**Task statement**
Give back the full listing, character for character, with no pictures.

:::

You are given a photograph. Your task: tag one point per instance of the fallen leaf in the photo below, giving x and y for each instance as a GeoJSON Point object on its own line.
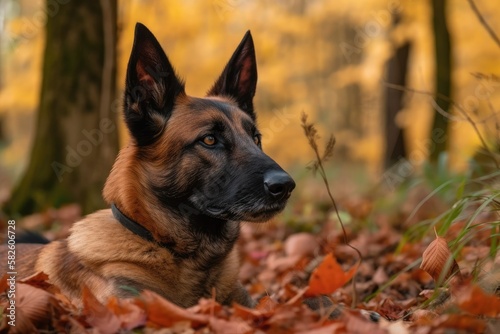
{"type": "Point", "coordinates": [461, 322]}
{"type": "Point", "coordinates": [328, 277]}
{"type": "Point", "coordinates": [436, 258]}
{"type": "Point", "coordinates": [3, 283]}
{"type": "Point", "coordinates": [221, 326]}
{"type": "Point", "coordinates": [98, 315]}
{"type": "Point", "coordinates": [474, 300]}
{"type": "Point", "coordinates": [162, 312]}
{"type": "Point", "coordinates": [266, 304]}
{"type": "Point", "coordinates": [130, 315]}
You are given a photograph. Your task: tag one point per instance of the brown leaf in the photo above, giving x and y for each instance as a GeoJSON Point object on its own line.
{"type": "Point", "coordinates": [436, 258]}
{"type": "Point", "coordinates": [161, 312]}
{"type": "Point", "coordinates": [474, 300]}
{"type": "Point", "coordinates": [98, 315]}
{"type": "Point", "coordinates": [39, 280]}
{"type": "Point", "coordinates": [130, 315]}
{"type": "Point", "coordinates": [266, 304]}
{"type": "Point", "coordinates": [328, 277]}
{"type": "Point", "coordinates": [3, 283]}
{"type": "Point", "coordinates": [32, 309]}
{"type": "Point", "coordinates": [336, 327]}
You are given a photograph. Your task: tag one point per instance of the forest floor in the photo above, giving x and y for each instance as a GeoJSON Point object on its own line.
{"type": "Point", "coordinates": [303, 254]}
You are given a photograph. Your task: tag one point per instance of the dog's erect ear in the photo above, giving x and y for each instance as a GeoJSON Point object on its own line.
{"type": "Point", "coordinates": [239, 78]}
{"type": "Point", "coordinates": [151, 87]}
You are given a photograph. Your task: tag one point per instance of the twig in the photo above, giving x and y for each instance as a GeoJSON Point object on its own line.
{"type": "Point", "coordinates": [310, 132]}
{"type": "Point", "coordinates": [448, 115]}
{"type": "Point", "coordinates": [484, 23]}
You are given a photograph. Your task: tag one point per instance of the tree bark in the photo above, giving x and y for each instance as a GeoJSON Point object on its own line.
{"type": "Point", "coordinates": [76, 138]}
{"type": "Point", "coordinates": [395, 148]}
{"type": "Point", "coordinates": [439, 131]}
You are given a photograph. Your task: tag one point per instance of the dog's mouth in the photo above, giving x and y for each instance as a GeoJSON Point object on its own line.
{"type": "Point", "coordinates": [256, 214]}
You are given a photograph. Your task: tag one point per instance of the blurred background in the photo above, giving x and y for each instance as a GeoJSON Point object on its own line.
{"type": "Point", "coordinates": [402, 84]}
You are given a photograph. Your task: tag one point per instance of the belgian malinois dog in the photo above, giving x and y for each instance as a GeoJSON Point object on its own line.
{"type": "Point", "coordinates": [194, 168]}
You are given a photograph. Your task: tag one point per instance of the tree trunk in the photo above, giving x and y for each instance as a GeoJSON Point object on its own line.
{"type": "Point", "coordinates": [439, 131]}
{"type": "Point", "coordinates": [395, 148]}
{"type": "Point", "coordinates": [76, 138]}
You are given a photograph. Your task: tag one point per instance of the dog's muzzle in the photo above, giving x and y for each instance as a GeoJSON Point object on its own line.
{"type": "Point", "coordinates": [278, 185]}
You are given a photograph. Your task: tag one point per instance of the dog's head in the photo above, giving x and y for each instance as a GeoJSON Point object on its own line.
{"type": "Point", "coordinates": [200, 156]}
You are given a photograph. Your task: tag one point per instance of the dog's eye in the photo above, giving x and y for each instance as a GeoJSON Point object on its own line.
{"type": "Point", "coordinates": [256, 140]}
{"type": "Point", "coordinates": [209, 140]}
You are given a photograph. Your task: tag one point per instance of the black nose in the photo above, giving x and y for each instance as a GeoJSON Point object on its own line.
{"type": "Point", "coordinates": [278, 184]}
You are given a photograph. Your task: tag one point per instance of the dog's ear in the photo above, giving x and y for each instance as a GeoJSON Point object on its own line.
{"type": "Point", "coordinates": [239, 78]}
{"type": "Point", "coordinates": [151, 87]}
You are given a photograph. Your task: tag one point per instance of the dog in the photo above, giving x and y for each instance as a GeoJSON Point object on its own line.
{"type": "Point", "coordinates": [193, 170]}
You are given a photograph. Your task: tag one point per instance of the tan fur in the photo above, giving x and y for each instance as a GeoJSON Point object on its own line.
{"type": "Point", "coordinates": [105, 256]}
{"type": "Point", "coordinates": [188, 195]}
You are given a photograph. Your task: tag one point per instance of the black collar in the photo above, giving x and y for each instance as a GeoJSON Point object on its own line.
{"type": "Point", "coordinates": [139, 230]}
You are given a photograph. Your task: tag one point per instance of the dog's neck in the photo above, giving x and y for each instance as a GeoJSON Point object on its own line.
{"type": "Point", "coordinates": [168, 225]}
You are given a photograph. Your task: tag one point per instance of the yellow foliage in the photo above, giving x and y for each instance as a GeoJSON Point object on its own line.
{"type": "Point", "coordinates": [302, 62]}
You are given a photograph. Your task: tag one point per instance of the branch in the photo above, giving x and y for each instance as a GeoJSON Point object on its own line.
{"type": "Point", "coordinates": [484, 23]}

:::

**Solution for this exercise**
You are given a photograph. Your task: tag one point per instance of the fallen leaf in the photo below, giving x and y for each instance as a GeoJSON Point object on its own line.
{"type": "Point", "coordinates": [461, 322]}
{"type": "Point", "coordinates": [328, 277]}
{"type": "Point", "coordinates": [436, 258]}
{"type": "Point", "coordinates": [3, 283]}
{"type": "Point", "coordinates": [221, 326]}
{"type": "Point", "coordinates": [98, 315]}
{"type": "Point", "coordinates": [474, 300]}
{"type": "Point", "coordinates": [162, 312]}
{"type": "Point", "coordinates": [266, 304]}
{"type": "Point", "coordinates": [130, 315]}
You are given a photograph. Your task: tag one point per instance of the brown leaf in the photo above, giving x and y for each instance as a GeoJSON Point object on its own line.
{"type": "Point", "coordinates": [436, 258]}
{"type": "Point", "coordinates": [161, 312]}
{"type": "Point", "coordinates": [474, 300]}
{"type": "Point", "coordinates": [98, 315]}
{"type": "Point", "coordinates": [39, 280]}
{"type": "Point", "coordinates": [130, 315]}
{"type": "Point", "coordinates": [266, 304]}
{"type": "Point", "coordinates": [328, 277]}
{"type": "Point", "coordinates": [3, 283]}
{"type": "Point", "coordinates": [32, 309]}
{"type": "Point", "coordinates": [336, 327]}
You are given a photograph. Your task: tag one point per instance of the forest floor in the photo above, giving x and y for each instance as a GeoJSON Point object on its own line.
{"type": "Point", "coordinates": [303, 254]}
You are given a photograph. Your task: tag one point per instance of the dog's erect ear in the photo above, giving x and y for each instance as a GeoJSON Point object on its own line.
{"type": "Point", "coordinates": [239, 78]}
{"type": "Point", "coordinates": [151, 87]}
You are given a photograph. Your task: tag one point per instance of the twig in the photo above, giving x and y for each instance as a GeoJSON Point object on its own line.
{"type": "Point", "coordinates": [310, 132]}
{"type": "Point", "coordinates": [448, 115]}
{"type": "Point", "coordinates": [484, 23]}
You are given a photograph. Your task: tag one point per instance of the tree bark in the photo above, giving x and y for each instance as a GeoJSON Point object on its own line.
{"type": "Point", "coordinates": [76, 138]}
{"type": "Point", "coordinates": [395, 148]}
{"type": "Point", "coordinates": [439, 131]}
You are given a photograph. Your task: tag one point per instance of the dog's mouth in the photo above, giving x and y for each instance as a GeoJSON Point object on its own line.
{"type": "Point", "coordinates": [256, 214]}
You are given a photograph. Your task: tag one point per instance of the blurred background in the photo above, giving x and y for each instance as a GeoJSON Point object on its own line.
{"type": "Point", "coordinates": [402, 84]}
You are given a photograph. Your task: tag one point per instance of the belgian malinois dog in the photo above, giving x and y for each instance as a GeoJSON Point object on its own line.
{"type": "Point", "coordinates": [194, 168]}
You are given a photograph. Your task: tag one point per instance of the tree trunk in the photo above, giving x and y for each instance as a GeoJSON Point object on its own line.
{"type": "Point", "coordinates": [439, 131]}
{"type": "Point", "coordinates": [395, 148]}
{"type": "Point", "coordinates": [76, 138]}
You are given a photograph. Your task: tag one point per instance of the dog's muzzle in the photo above, giving x and y for each instance as a GeoJSON Point object on its own line.
{"type": "Point", "coordinates": [278, 185]}
You are given a photograph. Your task: tag one point per instance of the dog's head in the photo above, giving x and y for each instance as a GeoJSON Point object on its own line.
{"type": "Point", "coordinates": [200, 156]}
You are given a photograph. Your task: tag one point per instance of the dog's eye in the photo above, giving x and y for each instance as a GeoJSON Point object on its own line.
{"type": "Point", "coordinates": [256, 140]}
{"type": "Point", "coordinates": [209, 140]}
You are given a photograph. Your task: tag one point per instance of the black nose in the photo above, giving x and y for each instance as a GeoJSON Point object on its own line.
{"type": "Point", "coordinates": [278, 184]}
You are given a photograph. Your task: tag one point per instance of the dog's ear in the photo above, giving x and y for each instance as a GeoJSON Point object on its own line.
{"type": "Point", "coordinates": [239, 78]}
{"type": "Point", "coordinates": [151, 87]}
You are given a photograph. Your task: tag one point per instance of the dog in the photo above, giving x and y for each instance as a GeoJSON Point object on its own line.
{"type": "Point", "coordinates": [193, 170]}
You are given a photograph. Your task: tag one point per instance of the tan fur in the photo above, giving x and y for each instance as a GeoJSON Point object on its own line.
{"type": "Point", "coordinates": [105, 256]}
{"type": "Point", "coordinates": [188, 195]}
You are given a photograph. Your task: tag one point per instance of the black collar in the photo above, giving x and y for each instance as a GeoJSON Point object on its own line.
{"type": "Point", "coordinates": [139, 230]}
You are given a photograph. Your task: tag one point per instance of the dog's neck in the photo above, giving x and y for each instance as a GeoJSON Point object on its own line.
{"type": "Point", "coordinates": [168, 225]}
You are given a photograph. Your task: tag one point per instance of the yellow foliage in the photo above, giving x and y for each instance as a GeoJSON Point object on its own line.
{"type": "Point", "coordinates": [302, 62]}
You are given a photograph. Your task: tag one point per instance of the branch in the photo above, giving x and y for each instance as a GeoJSON Point object on its own line.
{"type": "Point", "coordinates": [484, 23]}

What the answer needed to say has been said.